### Data for this exercise
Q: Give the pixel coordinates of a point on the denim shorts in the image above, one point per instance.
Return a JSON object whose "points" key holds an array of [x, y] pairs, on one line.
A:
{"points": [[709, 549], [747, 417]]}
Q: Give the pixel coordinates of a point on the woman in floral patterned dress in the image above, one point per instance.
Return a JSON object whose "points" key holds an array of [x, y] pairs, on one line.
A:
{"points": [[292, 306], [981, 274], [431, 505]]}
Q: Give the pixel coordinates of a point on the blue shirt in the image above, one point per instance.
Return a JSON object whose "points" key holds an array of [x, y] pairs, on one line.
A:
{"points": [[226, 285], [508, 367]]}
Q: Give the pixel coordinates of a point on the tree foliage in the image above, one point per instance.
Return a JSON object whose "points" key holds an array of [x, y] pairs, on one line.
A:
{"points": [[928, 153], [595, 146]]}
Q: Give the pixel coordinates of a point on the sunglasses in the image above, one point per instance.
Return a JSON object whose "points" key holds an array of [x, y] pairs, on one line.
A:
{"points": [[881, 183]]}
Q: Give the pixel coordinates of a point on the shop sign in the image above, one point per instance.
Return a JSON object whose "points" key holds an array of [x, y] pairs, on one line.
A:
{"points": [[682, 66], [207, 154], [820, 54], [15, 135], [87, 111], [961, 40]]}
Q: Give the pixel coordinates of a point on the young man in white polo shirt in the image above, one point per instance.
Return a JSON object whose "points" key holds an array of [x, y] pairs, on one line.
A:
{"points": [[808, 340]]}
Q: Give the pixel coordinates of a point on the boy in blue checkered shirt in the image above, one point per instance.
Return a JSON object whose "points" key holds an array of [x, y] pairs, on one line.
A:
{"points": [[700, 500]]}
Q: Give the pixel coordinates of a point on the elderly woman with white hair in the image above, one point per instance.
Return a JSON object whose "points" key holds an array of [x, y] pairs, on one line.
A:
######
What is asked: Write out verbatim the part of the listing that opens with the line containing "Q: Give the pixel coordinates of a point on the young" and closes with the final line of the listing, including both of those lines.

Answer for this exercise:
Q: Give the pixel coordinates of a point on the young man in white polo shirt in the image above, one point per instance.
Return a JSON object whose "points" key holds an array of [x, y] pairs, on one line.
A:
{"points": [[808, 340]]}
Q: Give the pixel coordinates of a point on the boy in blue checkered shirt in the image above, one point per instance.
Return a JSON object whose "points" key holds an array of [x, y] pairs, on one line.
A:
{"points": [[700, 500]]}
Q: Give the pixel coordinates of a point on the elderly woman with white hair in the image above, one point per instance.
Return a JSON object whose "points" key holds an array of [x, y] pairs, on one line.
A:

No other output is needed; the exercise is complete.